═════ Показанный текст ═════

Его Святейшество ответил, ни секунды не раздумывая:
— О яке.
Рерих пишет, к этому мохнатому теплому зверю в Гималаях настолько трепетное отношение, что «с песней входят к дикому яку, чтобы он, оставив свирепость, поделился молоком своим».
А между тем, каждая тибетская семья мечтала иметь среди близких родственников хотя бы одного ученого или йога. Причем все понимали, что «и на вора надо десять лет учиться», как гласит непальская пословица, а уж мало-мальское обучение по такой специальности потребует лет двадцать-тридцать света божьего не видать — это для начала!..
Там было повальным национальным увлечением сочинительство. Я даже не знаю, кто смог бы соперничать по плодовитости с тибетским писателем. Для Тибета привычен писатель, перу которого принадлежат тысячи сочинений различной величины. Причиной тому, возможно, долгая, суровая гималайская зима
или кристальная чистота атмосферы на Крыше Мира.Пристрастившись к высокогорному гималайскому чаю и ячьему сыру, на собственном опыте обнаружила я, что огромное количество тибетского чая, которое приходится на душу населения страны, очень стимулирует литературное творчество!
Факт остается фактом: тибетский народ — самый пишущий народ, известный на этой планете.
Вторгшись в Тибет, китайцы уничтожили уйму монастырских библиотек, но они физически не смогли стереть с лица Земли миллионы литературных трудов тибетцев — практически полностью духовного содержания! Это удивительные жизнеописания просветленных мастеров, руководства по медитации, магии, алхимии, целительству, толкования духовных практик, книги по философии, искусству, медицине, религии, истории, множество оккультных материалов, прозрения, размышления о смерти и непостоянстве, поэмы, молитвы, песни о просветлении и целое море ритуальных наставлений, связанных с жизнью после смерти.
В одной из торговых лавочек в Катманду я присмотрела тибетскую книгу, судя по рисункам, магического содержания. Тибетские книги не переплетаются: страницы складывают в стопку, а обложкой служат две деревянные доски. Потом все это заворачивают в кусок шелковой ткани, к ней прикрепляется этикетка с названием произведения, и книга ставится на полку.

═════ Извлеченные записи ═════

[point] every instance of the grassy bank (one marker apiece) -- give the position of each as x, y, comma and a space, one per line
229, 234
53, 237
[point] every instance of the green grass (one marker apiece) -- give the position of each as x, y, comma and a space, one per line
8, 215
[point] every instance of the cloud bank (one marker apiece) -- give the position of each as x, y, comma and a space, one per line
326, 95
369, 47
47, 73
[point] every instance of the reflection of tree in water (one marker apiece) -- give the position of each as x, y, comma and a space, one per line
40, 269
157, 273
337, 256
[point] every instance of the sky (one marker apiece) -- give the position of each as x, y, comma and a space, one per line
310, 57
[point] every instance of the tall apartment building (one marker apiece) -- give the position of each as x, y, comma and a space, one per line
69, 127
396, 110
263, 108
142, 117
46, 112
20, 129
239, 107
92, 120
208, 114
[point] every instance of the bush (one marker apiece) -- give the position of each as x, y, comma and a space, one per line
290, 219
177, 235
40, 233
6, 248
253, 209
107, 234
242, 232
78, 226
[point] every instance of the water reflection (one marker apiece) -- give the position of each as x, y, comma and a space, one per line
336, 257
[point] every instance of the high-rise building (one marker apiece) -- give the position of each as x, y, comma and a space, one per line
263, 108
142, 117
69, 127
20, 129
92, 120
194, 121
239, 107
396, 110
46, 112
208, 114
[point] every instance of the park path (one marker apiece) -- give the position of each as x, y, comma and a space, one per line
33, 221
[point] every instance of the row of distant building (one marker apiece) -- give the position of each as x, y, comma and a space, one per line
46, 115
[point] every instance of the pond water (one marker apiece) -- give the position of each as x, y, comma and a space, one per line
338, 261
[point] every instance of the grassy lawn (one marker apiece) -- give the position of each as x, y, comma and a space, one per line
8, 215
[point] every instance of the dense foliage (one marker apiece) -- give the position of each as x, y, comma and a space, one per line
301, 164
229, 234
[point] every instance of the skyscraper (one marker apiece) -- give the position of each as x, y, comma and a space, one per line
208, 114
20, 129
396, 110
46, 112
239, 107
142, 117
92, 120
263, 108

═════

### Что требуется
a. Перескажите текст о Тибете и тибетских книгах в двух предложениях.
b. Напишите продолжение текста о Тибете и тибетских книгах, начиная после его последнего предложения.

### Ответы по порядку
a. Тибетцы названы самым пишущим народом на планете: сочинительство было там повальным увлечением, а одному писателю могут принадлежать тысячи сочинений. Китайцы, вторгшись в Тибет, уничтожили множество монастырских библиотек, но миллионы трудов тибетцев, почти полностью духовного содержания, уцелели; сами книги не переплетают, а складывают стопкой между двумя деревянными досками и заворачивают в шелк.

b.
Мне показалась книжка по-настоящему древней, написанной на том старотибетском языке, который служил языком духовности и учености во многих районах севера Индии, включая Ладакх, Северный Непал, Сикким, Бутан и Ассам…
Но художник Олег Лысцов, добравшийся с уральцами до Лхасы в своих путевых записках отмечает, что в самом Тибете на базаре Бхакор все тибетские товары куда более древние и настоящие, чем антиквариат на прилавках в Катманду.
Нок тому же в Тибете можно потрогать старинные расписные шаманские чаши из человеческих черепов. Подудеть в канлин — специальную трубу из человеческой бедренной кости, стукнуть в кожаный барабан из ячьего черепа.
Зато первоначальные цены и в Лхасе, и в Катманду все объявляют одинаково астрономические, заранее имея в виду, что покупатель начнет торговаться, а потом сойдутся на половине — к обоюдной радости. Зачем упускать отличную возможность пообщаться? Если ты сразу выхватываешь кошелек и платишь столько, сколько заломил продавец — в надежде поболтать с тобой о том о сем, — местное население может воспринять это как обиду. Ясно, что ты бестрепетный, нерадивый, равнодушный, полностью не заинтересованный ни в чем человек.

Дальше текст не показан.